* start Supplied data *

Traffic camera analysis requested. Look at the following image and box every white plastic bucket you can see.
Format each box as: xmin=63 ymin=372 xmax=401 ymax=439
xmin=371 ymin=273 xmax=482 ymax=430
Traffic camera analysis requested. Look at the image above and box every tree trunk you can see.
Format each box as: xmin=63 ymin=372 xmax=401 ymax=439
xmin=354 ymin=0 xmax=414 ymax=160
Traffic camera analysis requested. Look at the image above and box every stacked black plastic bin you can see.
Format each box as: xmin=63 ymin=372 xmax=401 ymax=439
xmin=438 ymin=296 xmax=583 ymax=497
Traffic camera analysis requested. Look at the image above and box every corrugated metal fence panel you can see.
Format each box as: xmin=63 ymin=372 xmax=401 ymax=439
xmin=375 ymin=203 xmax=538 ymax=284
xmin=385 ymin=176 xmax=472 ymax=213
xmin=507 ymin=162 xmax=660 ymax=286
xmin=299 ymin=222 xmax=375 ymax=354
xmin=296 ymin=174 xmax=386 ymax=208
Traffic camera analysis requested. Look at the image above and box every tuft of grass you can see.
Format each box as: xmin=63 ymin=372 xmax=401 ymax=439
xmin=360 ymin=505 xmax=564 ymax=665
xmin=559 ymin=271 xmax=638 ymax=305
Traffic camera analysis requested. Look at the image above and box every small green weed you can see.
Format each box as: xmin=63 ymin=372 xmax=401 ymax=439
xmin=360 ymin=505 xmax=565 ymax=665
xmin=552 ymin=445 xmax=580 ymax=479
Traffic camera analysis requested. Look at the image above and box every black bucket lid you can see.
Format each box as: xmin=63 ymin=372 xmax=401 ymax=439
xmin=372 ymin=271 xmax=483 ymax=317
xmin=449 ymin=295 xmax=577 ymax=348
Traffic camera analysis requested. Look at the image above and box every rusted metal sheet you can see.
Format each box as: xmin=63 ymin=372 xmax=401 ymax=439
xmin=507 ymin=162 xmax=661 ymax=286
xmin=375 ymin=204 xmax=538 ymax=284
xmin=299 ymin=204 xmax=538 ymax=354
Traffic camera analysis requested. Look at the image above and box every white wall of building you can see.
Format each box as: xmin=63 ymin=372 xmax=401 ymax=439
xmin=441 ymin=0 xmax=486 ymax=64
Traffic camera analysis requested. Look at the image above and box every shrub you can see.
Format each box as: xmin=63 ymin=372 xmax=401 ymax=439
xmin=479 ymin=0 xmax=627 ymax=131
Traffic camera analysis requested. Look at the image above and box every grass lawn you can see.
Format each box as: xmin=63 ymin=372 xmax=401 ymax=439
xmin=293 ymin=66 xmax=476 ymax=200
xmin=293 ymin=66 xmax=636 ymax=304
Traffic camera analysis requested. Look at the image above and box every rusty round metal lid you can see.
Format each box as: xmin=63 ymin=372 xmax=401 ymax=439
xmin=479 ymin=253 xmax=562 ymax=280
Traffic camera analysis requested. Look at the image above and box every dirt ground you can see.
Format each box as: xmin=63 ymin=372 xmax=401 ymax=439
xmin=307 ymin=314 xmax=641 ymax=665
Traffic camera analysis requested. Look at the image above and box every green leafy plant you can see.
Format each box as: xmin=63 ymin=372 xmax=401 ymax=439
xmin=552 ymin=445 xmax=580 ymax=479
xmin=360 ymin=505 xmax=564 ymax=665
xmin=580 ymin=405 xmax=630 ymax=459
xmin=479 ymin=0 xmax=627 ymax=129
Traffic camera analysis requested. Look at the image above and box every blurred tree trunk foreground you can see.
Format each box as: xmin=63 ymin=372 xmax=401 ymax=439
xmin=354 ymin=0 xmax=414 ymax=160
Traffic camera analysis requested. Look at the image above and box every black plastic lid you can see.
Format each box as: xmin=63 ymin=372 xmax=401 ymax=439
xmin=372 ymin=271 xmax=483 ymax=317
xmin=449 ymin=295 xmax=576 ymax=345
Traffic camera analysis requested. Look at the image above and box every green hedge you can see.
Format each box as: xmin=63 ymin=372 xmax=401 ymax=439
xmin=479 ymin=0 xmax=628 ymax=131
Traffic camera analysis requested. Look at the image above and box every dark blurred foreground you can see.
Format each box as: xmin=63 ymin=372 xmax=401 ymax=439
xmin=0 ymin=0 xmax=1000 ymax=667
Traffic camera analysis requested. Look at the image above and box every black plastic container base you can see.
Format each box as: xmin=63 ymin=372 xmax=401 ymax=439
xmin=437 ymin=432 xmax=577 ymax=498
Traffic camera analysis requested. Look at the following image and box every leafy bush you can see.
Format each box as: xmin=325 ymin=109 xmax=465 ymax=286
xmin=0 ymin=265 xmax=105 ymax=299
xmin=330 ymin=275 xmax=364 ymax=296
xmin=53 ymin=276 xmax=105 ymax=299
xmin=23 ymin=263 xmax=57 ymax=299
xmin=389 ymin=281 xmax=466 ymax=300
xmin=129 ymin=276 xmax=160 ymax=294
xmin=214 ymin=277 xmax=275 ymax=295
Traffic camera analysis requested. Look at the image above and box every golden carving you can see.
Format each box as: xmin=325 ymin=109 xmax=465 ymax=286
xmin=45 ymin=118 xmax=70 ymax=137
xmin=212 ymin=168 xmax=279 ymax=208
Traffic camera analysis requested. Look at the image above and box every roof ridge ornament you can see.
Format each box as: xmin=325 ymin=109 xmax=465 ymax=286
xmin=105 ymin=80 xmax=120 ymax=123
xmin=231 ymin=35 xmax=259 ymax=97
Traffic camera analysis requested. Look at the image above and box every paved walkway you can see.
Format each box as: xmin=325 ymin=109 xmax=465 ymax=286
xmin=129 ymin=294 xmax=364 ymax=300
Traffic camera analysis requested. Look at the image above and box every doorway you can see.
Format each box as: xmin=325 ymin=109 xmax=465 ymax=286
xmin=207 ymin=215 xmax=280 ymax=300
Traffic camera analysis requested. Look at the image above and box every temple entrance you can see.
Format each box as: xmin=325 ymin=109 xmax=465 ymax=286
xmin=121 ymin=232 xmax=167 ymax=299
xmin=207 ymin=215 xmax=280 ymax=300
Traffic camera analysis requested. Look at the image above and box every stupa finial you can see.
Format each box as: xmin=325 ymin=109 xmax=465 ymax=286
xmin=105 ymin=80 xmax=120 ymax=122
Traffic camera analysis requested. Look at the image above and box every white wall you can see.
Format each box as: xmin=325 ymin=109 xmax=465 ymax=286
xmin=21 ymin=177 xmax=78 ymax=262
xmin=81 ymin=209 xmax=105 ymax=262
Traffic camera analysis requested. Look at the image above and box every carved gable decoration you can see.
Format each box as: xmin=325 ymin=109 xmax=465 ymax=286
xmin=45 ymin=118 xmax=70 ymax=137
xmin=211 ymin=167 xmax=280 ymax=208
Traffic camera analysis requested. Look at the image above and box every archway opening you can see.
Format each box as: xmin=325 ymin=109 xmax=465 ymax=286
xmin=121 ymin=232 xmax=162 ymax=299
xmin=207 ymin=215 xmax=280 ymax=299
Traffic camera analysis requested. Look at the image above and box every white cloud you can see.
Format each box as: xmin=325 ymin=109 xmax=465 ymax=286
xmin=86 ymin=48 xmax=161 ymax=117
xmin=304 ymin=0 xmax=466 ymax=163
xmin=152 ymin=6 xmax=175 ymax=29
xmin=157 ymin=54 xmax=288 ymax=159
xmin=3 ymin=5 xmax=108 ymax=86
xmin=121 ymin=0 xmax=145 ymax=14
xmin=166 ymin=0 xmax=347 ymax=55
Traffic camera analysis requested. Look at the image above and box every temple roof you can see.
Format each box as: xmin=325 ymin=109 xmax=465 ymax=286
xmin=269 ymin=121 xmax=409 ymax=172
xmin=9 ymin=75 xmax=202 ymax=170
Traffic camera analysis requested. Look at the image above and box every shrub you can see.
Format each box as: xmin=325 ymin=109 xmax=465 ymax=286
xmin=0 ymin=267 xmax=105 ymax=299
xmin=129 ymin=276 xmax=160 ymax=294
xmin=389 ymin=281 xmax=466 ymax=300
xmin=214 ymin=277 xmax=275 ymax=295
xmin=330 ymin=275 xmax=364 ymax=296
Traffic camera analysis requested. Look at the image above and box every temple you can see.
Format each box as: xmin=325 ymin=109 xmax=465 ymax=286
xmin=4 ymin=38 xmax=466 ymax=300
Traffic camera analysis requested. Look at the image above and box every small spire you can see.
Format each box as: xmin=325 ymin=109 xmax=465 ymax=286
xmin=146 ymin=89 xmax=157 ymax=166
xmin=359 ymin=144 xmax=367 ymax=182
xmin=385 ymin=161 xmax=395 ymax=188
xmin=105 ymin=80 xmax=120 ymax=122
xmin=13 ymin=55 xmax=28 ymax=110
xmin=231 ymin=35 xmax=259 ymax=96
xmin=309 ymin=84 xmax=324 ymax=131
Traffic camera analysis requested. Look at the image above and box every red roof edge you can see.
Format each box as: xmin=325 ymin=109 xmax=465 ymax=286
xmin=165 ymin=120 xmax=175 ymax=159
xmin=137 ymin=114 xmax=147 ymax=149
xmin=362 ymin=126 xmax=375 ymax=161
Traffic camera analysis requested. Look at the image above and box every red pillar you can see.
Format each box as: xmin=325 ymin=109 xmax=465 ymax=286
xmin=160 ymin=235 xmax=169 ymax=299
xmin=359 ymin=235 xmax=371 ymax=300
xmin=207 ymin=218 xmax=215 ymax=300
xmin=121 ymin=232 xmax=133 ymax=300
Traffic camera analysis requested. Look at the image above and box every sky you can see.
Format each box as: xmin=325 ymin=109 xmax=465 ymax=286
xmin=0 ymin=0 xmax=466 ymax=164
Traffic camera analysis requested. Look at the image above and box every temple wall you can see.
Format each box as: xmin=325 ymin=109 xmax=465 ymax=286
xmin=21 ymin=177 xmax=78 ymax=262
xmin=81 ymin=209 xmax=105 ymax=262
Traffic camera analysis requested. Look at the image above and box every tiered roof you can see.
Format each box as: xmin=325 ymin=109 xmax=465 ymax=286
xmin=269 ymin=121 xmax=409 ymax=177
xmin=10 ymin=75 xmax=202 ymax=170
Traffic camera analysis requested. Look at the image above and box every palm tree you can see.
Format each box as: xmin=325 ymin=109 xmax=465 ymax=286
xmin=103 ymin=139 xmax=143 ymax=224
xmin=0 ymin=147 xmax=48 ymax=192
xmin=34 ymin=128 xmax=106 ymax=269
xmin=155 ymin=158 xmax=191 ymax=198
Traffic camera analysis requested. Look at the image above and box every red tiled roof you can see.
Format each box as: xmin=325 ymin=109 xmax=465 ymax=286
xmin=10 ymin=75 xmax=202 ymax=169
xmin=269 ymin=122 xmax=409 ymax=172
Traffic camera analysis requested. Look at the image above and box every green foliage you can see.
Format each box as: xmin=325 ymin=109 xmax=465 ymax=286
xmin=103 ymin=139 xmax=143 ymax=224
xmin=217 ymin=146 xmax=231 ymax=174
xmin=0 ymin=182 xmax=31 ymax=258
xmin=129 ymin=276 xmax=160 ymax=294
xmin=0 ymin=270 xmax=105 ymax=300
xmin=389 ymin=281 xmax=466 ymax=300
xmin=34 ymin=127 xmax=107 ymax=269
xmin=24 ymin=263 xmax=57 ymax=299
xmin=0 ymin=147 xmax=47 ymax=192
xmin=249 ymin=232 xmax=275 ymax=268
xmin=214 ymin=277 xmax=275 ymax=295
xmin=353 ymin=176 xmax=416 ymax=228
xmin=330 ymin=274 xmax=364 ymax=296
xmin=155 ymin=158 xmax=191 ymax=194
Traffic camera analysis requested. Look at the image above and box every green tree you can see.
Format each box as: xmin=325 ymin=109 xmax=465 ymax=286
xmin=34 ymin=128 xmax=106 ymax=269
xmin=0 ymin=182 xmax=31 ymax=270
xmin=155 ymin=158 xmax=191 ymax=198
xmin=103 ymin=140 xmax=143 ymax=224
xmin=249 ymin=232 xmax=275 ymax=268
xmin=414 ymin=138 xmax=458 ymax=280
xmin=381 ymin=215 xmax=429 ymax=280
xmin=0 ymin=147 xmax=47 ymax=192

* end Supplied data *

◆ **Task goal**
Copy the records above word for word, starting at their first line and ending with the line containing "xmin=371 ymin=273 xmax=482 ymax=430", including that line.

◆ **Task response**
Traffic camera analysis requested. Look at the following image and box every white plastic bucket you can see.
Format each box as: xmin=63 ymin=372 xmax=401 ymax=439
xmin=371 ymin=273 xmax=482 ymax=430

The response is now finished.